■ Page excerpt
"""
Perhaps most concerning, a systematic review of regret after gender-affirmation surgery found that while overall regret rates were low at 1%, the reasons for regret included poor surgical outcomes, social difficulties, and unrealistic expectations. Some individuals experienced what researchers call “true regret”—feeling the surgery was not the solution they believed it would be.
The Complexity of Dissatisfaction
The research reveals that dissatisfaction isn't always straightforward. People may experience regret due to surgical complications, aesthetic disappointment, loss of physical sensation, ongoing stigma and discrimination, lack of family support, or mental health challenges including pre-existing conditions like depression and anxiety.
What strikes me is how many of these factors are about the world around us—discrimination, family rejection, social isolation. Studies show that minority stress, stigma, and lack of acceptance significantly impact relationship quality and mental health for transgender individuals. Are we addressing the root causes, or are we medicalizing a response to social prejudice?
The Weight of Childhood
My daughter won't experience a natural childhood in the way most people do. She won't go through puberty as her biology intended. Instead, she'll navigate a medical process with regular appointments, blood tests, hormone management, and the psychological weight of such significant decisions at such a young age.
Research indicates that high levels of anxiety and depression are common among individuals awaiting treatment, though these don't necessarily predict long-term outcomes. But what does it mean for a child's development to spend their teenage years in this state? What are the long-term psychological effects of blocking or altering one of the most fundamental biological processes?
My Questions as a Father
I don't write this from a place of judgment toward my daughter or others facing these decisions. I write from a place of love and deep concern.
- How can we ensure informed consent when the person consenting is still cognitively developing?
- Why are we so quick to medicalize what might, for some, be a phase of exploration?
"""
■ Information shown
"""
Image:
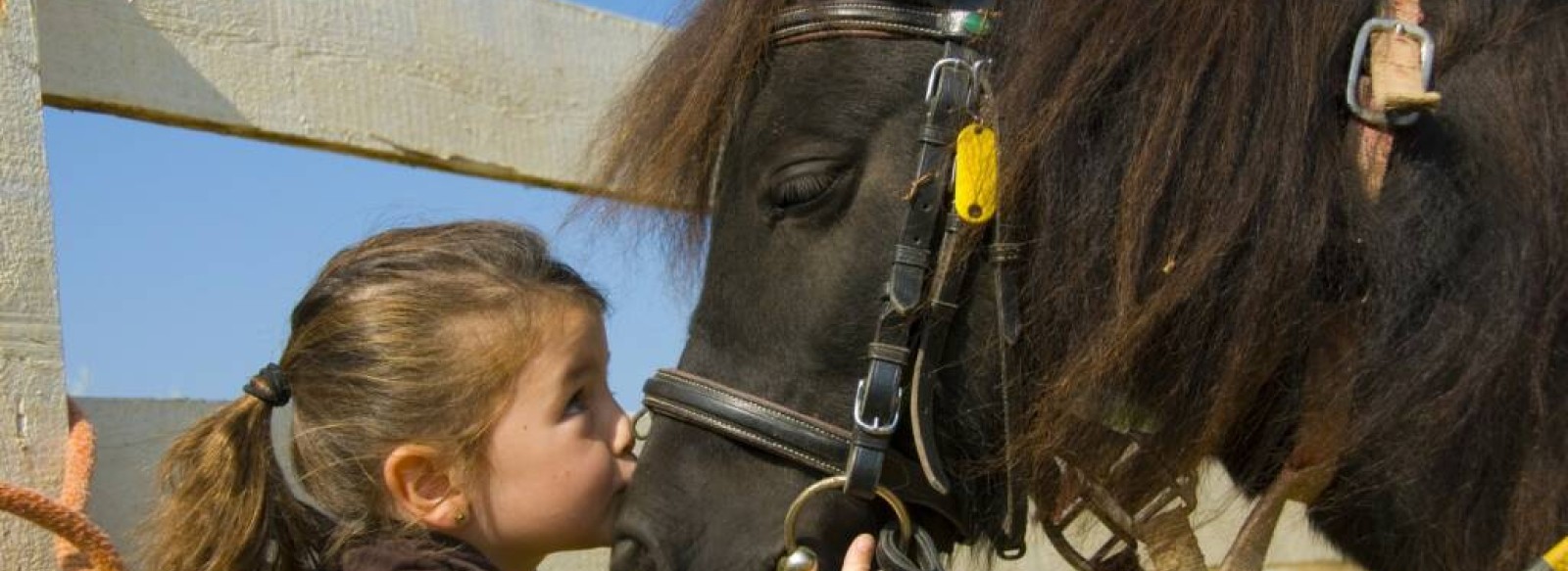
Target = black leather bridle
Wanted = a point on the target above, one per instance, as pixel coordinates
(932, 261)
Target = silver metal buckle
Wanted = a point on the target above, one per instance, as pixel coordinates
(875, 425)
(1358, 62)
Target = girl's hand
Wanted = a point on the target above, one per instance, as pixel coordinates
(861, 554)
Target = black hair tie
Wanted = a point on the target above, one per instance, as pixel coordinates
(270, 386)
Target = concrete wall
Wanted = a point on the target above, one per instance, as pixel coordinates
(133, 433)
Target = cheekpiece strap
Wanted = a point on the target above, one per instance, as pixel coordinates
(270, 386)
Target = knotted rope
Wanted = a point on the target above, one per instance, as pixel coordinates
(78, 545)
"""
"""
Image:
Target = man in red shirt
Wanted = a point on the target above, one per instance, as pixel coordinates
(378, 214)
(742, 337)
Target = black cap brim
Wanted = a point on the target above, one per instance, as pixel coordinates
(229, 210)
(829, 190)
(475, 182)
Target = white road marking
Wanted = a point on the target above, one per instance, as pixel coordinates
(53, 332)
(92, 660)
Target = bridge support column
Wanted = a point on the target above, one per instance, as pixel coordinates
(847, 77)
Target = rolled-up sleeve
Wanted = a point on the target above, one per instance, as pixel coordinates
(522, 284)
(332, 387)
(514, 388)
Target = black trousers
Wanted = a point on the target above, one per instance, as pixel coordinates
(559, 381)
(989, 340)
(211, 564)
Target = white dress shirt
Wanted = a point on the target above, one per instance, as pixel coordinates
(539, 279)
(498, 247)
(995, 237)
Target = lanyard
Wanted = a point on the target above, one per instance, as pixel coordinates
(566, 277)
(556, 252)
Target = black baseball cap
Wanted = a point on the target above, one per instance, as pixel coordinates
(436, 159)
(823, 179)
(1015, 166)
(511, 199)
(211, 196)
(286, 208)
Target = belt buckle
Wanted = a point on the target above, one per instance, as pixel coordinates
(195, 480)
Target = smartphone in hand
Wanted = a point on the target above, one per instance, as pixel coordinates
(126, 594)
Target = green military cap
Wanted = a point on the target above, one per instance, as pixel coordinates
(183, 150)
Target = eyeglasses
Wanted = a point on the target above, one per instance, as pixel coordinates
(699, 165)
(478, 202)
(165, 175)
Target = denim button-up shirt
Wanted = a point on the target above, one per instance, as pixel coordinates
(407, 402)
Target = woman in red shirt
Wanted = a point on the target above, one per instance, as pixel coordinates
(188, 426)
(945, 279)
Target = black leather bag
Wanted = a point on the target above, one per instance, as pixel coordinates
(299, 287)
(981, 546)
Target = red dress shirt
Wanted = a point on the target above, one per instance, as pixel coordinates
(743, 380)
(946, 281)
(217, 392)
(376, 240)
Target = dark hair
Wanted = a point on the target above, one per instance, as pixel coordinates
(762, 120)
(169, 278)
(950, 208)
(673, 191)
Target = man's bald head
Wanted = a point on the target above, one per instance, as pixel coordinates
"""
"""
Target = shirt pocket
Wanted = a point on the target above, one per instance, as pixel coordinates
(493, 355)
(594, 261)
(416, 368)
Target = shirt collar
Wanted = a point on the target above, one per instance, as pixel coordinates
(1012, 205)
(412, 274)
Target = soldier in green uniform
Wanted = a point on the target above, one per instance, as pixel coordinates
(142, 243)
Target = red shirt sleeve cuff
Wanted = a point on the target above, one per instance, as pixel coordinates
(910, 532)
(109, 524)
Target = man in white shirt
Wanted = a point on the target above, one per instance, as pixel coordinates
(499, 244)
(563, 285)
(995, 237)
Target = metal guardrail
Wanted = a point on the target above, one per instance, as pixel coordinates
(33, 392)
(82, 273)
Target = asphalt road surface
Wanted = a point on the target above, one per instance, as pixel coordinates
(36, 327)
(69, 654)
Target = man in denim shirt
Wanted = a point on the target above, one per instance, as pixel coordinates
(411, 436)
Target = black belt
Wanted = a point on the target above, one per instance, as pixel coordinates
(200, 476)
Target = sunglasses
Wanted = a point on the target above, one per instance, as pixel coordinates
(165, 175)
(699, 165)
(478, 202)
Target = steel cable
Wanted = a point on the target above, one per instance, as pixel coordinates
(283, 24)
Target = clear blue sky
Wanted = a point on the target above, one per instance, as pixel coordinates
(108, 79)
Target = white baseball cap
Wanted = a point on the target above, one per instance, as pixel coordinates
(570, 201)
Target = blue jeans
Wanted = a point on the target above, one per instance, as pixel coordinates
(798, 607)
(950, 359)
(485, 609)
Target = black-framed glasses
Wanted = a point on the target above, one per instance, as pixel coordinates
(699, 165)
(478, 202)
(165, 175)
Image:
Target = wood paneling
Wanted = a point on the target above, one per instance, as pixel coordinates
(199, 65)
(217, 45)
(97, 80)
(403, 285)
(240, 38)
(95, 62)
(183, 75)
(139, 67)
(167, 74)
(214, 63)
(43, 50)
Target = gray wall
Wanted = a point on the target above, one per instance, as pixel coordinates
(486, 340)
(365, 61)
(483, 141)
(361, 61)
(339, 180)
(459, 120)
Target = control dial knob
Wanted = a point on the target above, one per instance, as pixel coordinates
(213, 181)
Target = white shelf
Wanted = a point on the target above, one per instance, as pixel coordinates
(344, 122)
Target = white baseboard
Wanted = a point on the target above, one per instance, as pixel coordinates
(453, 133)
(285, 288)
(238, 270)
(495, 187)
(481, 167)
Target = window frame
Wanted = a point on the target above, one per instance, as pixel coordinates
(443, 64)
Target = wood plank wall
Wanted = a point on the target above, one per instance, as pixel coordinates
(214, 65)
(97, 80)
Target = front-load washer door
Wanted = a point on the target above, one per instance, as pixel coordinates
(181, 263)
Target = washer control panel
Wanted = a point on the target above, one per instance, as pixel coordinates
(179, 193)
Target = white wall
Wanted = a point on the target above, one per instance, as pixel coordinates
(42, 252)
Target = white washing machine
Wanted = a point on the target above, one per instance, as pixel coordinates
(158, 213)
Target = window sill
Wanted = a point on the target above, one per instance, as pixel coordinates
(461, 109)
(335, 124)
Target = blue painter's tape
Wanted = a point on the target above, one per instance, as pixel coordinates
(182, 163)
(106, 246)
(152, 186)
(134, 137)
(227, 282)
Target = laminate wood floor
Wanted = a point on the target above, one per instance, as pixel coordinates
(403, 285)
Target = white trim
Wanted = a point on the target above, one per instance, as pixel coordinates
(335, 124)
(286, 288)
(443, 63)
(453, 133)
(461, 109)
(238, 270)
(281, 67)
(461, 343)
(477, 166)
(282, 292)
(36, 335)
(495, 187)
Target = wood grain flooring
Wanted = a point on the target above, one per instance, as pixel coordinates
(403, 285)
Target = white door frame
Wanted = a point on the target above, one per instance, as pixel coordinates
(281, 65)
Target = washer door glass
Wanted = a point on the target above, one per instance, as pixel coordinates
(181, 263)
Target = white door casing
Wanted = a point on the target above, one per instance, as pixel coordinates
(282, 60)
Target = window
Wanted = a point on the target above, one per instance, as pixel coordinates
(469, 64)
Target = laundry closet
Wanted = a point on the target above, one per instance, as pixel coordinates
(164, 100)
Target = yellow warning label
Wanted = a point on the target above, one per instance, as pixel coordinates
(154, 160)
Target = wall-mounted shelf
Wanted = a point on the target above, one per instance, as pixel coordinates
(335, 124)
"""
■ Complete the following
(a) In the essay on gender transition, what overall regret rate did the systematic review find after gender-affirmation surgery?
(b) Reproduce the part of the essay on gender transition starting at "My Questions as" and ending at "still cognitively developing?", substituting "criticism" for "judgment".
(c) Write the next part of the essay on gender transition, picking up after its final sentence.
The entries have no connection to the essay on gender transition.

■ Task answers
(a) The review found an overall regret rate of 1%.

(b)
My Questions as a Father
I don't write this from a place of criticism toward my daughter or others facing these decisions. I write from a place of love and deep concern.
- How can we ensure informed consent when the person consenting is still cognitively developing?

(c)
- What happened to watchful waiting, to therapy that explores rather than immediately affirms?
- Are we truly prepared for the possibility that some young people will grow to regret irreversible changes made in adolescence?
Recent research notes that mental health issues should be addressed separately from transition, rather than being barriers to it. While I understand the reasoning—we shouldn't discriminate against those with mental health challenges—isn't it also reasonable to ensure someone is in a stable mental state before making permanent physical changes?
Where Do We Go From Here?
I love my daughter. That will never change, regardless of the path she chooses. But love doesn't mean abandoning caution. Love means asking hard questions, even when they're uncomfortable.
The research shows that most people don't regret transition. But “most” isn't everyone. Among those who do experience regret, many cite social factors, unrealistic expectations, and medical complications. For those individuals, the damage is done—changes that cannot be undone, choices made in youth that have lifetime consequences.
As parents, as a society, don't we owe it to these young people to move more slowly? To provide comprehensive mental health support? To address the social discrimination and lack of acceptance that drives so much distress? To acknowledge that adolescence is a time of change and exploration, and that sometimes the most loving thing we can do is give space for that exploration without immediately making it permanent?
These are the questions that keep me awake at night as I watch my daughter navigate this path. I don't have all the answers. But I believe the questions themselves are important, and that asking them comes from a place of love, not rejection.